> **Supplied passage**

•••••

Sovereign Camp, W. O. W. v. Hutchinson

114 So. 684 | Ala. | 1927

Action on a policy (certificate) of life insurance issued by a fraternal benefit association. Insured died of a mediastinal (relating to the space in the chest between the pleural sacs of the lungs) cancer about three months after he applied for insurance. The defense was based upon alleged breaches of warranty to the effect that at the time of the delivery of the policy insured was in good health and had not suffered from cancer or other disease or ailment tending to shorten life, and that he had fraudulently misrepresented certain facts — to speak generally — concerning the history of his health.

Plaintiff was the beneficiary named in the policy in suit and was the surviving wife of the insured. There was no error in overruling defendant's offer to show that, after the death of insured, defendant offered to return to plaintiff the money (sic) which insured had paid to defendant in the way of premiums. No plea raised any question of the sort intimated by the evidence offered, nor could the matter inquired about have been material in the cause unless the offer to return had been accepted by plaintiff. But it was not shown nor offered to be shown that plaintiff had accepted the money. The form of the question implied that she had not accepted.

Nor did the court err in sustaining plaintiff's objection to defendant's question to the witness Peeden as to whether defendant issued the policy in suit on the application of insured which was put in evidence. Peeden was clerk of the local camp of the Woodmen of the World, the insurer, which had its general office, where such matters were finally determined, in the state of Nebraska. It did not appear that the witness had knowledge at first hand. However, the application was in evidence, nor can there be any doubt upon the record that it was the application on which the policy was issued. All parties so treated it.

•••••

> **Data excerpts**
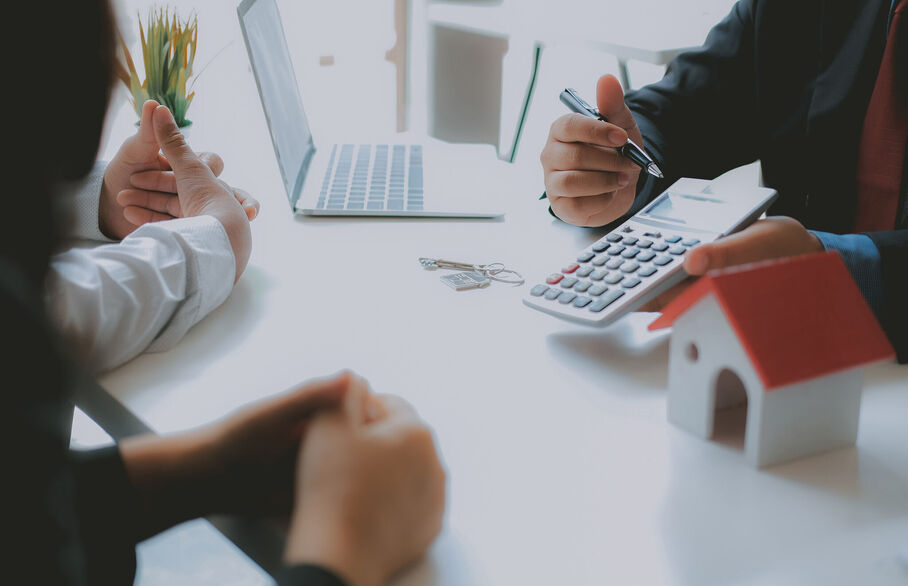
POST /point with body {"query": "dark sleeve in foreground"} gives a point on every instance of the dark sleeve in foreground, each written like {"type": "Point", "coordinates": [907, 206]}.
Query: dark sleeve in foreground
{"type": "Point", "coordinates": [309, 575]}
{"type": "Point", "coordinates": [893, 248]}
{"type": "Point", "coordinates": [66, 516]}
{"type": "Point", "coordinates": [700, 119]}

•••••

> **Directions**
List every reason the Sovereign Camp v. Hutchinson opinion gives for finding no error in overruling the defendant's offer to show that it had offered to return the premiums to the plaintiff.

> **Output for this exercise**
- No plea raised any question of the sort intimated by the evidence offered.
- The matter could not have been material in the cause unless the plaintiff had accepted the offer to return.
- It was not shown, nor offered to be shown, that the plaintiff had accepted the money.
- The form of the question implied that she had not accepted.